### PASSAGE SHOWN
Numerical elicitation interfaces for the 3-image task.

After the study was completed, the data are aggregated using methods that support both ordinal and numerical inputs. As a baseline of comparison, we employ the cardinal (i.e., numerical) and ordinal aggregation model (COA), which is the optimization-based method that achieved the best performance in10. As Sect. "Introduction" explains, COA represents an NP-hard optimization problem and thereby poses computational scalability issues. In pilot computational tests, individual problem instances associated with this study took up to 10 hours to solve using the mixed-integer programming techniques introduced in32. Hence, a 10-minute time limit is imposed per COA instance, after which the best incumbent solution is extracted, along with its optimality gap—that is, a provable worst-case bound on how far its objective function value could be from the optimal value. While some instances were solved to optimality, many were not. However, these optimality gaps varied between 0.01% and 11%, meaning that the performance of COA for any of the instances that was terminated after 10 minutes of solve time could be at best 11% better than what is reported in the results.

The remaining aggregation methods took fractions of a second to solve each problem instance. These are based on traditional voting rules that have performed well in previous ordinal estimation studies: Plurality voting, Borda Count, and Copeland’s method30. Each requires a set of ranking vectors as inputs and returns an aggregate ranking vector. They are extended to the context at hand through a simple data conversion. Specifically, the vector of numerical estimates of participant \(\ell\), say \(\varvec{b}^{\ell }\), is first converted into a ranking vector, denoted as rank\((\varvec{b}^{\ell })\); the ith element in the vector indicates the position that participant \(\ell\)’s numerical estimate for image i occupies within their full list of estimates, sorted in non-decreasing order and accounting for ties. Then, the voting rule is applied to aggregate the vectors rank\((\varvec{b}^{\ell })\) of all participants as well as their respective ordinal estimates, denoted as \(\varvec{a}^{\ell }\). It is important to remark that the conversion into ordinal estimates truncates differences about the precision of the individual numerical estimates. This does not occur with the COA model, which imposes a different type of penalty to each modality of inputs (see32 for more details).

### PROBLEMS TO WORK ON
**1)** Answer these questions using the passage on aggregation methods:
(a) What time limit is set for each COA instance?
(b) Between which two values did the optimality gaps vary?
(c) Which three voting rules are named as the basis for the remaining aggregation methods?
**2)** Carry on the passage on aggregation methods, starting after its final sentence.
The data that follow come from a different source than the passage on aggregation methods.

### RECORDS SUPPLIED
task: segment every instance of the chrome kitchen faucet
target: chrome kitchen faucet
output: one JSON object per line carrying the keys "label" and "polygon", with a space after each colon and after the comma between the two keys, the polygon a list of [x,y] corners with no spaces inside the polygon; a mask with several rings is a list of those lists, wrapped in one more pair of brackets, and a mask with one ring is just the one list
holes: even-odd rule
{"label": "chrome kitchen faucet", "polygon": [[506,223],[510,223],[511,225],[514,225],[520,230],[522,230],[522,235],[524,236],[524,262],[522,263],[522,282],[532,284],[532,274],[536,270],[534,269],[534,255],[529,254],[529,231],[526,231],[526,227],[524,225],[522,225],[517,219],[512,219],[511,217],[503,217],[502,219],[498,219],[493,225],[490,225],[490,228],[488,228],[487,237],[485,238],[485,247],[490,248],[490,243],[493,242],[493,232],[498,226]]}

### THE ANSWERS
**1)**
(a) 10 minutes per COA instance.
(b) Between 0.01% and 11%.
(c) Plurality voting, Borda Count, and Copeland's method.

**2)**
Individual performance

To highlight the basic differences between the elicitation interfaces, we first delve into two aspects at the individual participant level: completion time and degree of self-contradiction. Figure 3 summarizes the completion time for each of the four task sizes and the two interfaces. Outliers are excluded to improve analysis and visualization. They were identified based on standard statistical criteria: data points below \(Q1 - 1.5 \times IQR\) and above \(Q3 + 1.5 \times IQR\), with IQR representing the interquartile range calculated as \(Q3 - Q1\) (where Q1 is the first quartile, and Q3 is the third quartile).

Figure 3
figure 3

Completion times by interface, estimation task, and task size.

To assess whether the differences in completion times between numerical estimation and ordinal estimation tasks are statistically significant, we conducted a two-sample t-test on the average completion times for each of the four task sizes and the two interfaces (see the Supplementary Material for the detailed results). With the independent-elicitation interface, the average differences between the ordinal and the numerical estimation task completion times were 8.12, 15.28, 27.54, and 38.99 seconds for the 2-, 3-, 5-, and 6-image tasks, respectively; with the joint-elicitation interface, the corresponding average differences were 4.86, 15.42, 5.49, and 14.49 seconds. In short, the numerical estimation task took significantly longer than the ordinal estimation task in the 3-image and 6-image tasks with the joint-elicitation interface; the same relationship held true for the 3-, 5-, and 6-image tasks with the independent-elicitation interface (see the Supplementary Material for the specific p-values).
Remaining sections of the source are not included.